- **TASK DESCRIPTION**: Match the string "queried" against each line below, and copy every line that matches.

::::::::

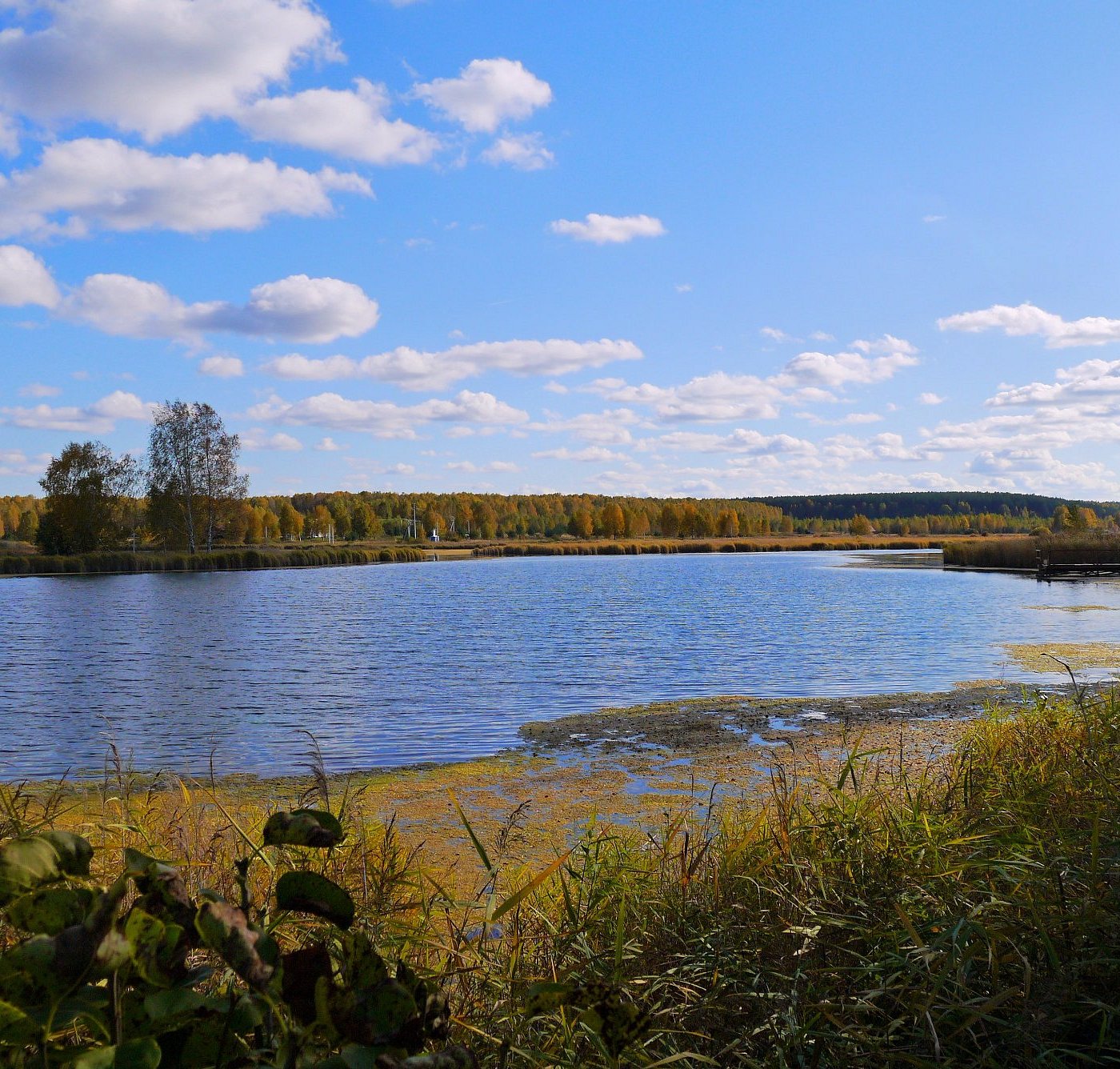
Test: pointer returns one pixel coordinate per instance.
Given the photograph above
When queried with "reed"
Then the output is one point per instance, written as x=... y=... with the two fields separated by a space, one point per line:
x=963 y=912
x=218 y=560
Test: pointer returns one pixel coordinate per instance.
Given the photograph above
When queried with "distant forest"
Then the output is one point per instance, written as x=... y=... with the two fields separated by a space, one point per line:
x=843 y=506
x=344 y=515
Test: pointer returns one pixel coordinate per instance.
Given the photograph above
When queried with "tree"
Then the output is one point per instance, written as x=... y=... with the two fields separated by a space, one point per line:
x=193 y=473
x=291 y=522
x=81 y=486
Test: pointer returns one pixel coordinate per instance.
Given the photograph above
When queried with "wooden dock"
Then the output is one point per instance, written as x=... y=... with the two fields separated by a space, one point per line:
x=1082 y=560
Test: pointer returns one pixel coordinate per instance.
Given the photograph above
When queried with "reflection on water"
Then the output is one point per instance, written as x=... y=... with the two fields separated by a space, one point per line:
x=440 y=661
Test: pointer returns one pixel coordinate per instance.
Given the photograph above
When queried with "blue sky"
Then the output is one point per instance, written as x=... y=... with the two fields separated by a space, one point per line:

::::::::

- **REPLY TO THE EXERCISE**:
When queried with "reed"
When queried with "distant forest"
When queried with "tree"
When queried with "wooden dock"
When queried with "reflection on water"
When queried with "blue sky"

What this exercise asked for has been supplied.